--- Start of Page excerpt ---

California                    1-2348              94-0742640

(State or other juris-      (Commission         (IRS Employer
diction of incorporation)   File Number)   Identification Number)

77 Beale Street, P.O. Box 770000, San Francisco, California 94177
       (Address of principal executive offices) (Zip Code)




Registrant's telephone number, including area code:(415) 973-7000
Item 5.  Other Events

The following information includes forward-looking statements
that involve a number of risks, uncertainties and assumptions.  A
number of factors, including the outcome of required regulatory
review and ongoing negotiations between various parties, could
cause actual results to differ materially from those indicated in
the forward-looking statements.

A.  Gas Accord Settlement

On August 21, 1996, PG&E submitted to the CPUC for its approval a
Gas Accord Settlement (Accord).  The Accord is the result of an
extensive negotiation process that was initiated by PG&E in 1995.
The Accord restructures PG&E's gas services and its role in the
gas market, and establishes rates for the period July 1997
through December 2002.  Parties to the Accord represent a diverse
cross-section of interests in the Northern California gas market,
including representatives of residential, industrial and
commercial customers, municipal utilities, cogenerators,
marketers, California gas producers, core aggregators, interstate
pipelines and Canadian and Southwest shippers.  The Accord must
be approved by the CPUC before it can be implemented.

--- End of Page excerpt ---
--- Start of Provided data ---

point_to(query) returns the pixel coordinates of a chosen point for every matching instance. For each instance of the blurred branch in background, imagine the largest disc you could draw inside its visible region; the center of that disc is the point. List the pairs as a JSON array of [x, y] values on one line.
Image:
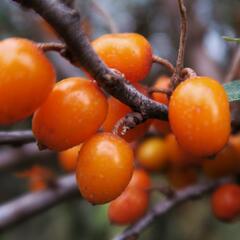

--- End of Provided data ---

Work instructions:
a – Answer these questions from the PG&E filing excerpt, one answer per line, each marked like its question.
(i) What telephone number, including area code, does the registrant give?
(ii) On what date did PG&E submit the Gas Accord Settlement to the CPUC for approval?
(iii) For what period does the Accord establish rates?
b – Proceed with the PG&E filing excerpt on the Gas Accord Settlement, writing on from its final sentence.

Responses for each task:
a –
(i) (415) 973-7000
(ii) August 21, 1996
(iii) July 1997 through December 2002

b –
The Accord consists of three broad initiatives:

- - The Accord separates, or "unbundles," PG&E's gas
  transmission and storage services from its distribution services
  and changes the terms of service and rate structure for gas
  transportation so that customers' rates more accurately reflect
  the cost of facilities used to serve them.  Unbundling will offer
  customers the opportunity to select from a menu of services
  offered by PG&E and will enable them to pay only for the services
  they use.  PG&E will operate the unbundled transmission system
  similar to an interstate pipeline.  PG&E will be at risk for
  variations in revenues resulting from differences between actual
  and forecasted throughput.  PG&E will also continue to provide
  distribution service, much as it does today.

- - The Accord reduces PG&E's role in procuring gas supplies for
  core customers in order to increase opportunities for such
  customers to purchase gas from their supplier of choice.  The
  Accord also establishes principles for continuing negotiations
  between PG&E and California gas producers for the mutual release
  of supply contracts and the sale of gas gathering facilities.
  PG&E will continue to purchase gas as a regulated utility
  supplier for those customers that request it.  PG&E has proposed
  that traditional reasonableness proceedings relating to its gas
  procurement costs be replaced by a core procurement incentive
  mechanism (CPIM).  The CPIM would allow PG&E to recover its gas
  costs under a mechanism through which PG&E would receive benefits
  or be penalized depending on whether its actual core procurement
  costs were within, below or above a "tolerance band" constructed
  around a market benchmark.  The Accord contemplates that the CPIM
  be implemented for the period from June 1, 1994 through 1997,
  after which a revised incentive mechanism for the period 1998 to
  2002, the terms of which are still to be negotiated, will be used
  to determine recovery of PG&E's procurement costs.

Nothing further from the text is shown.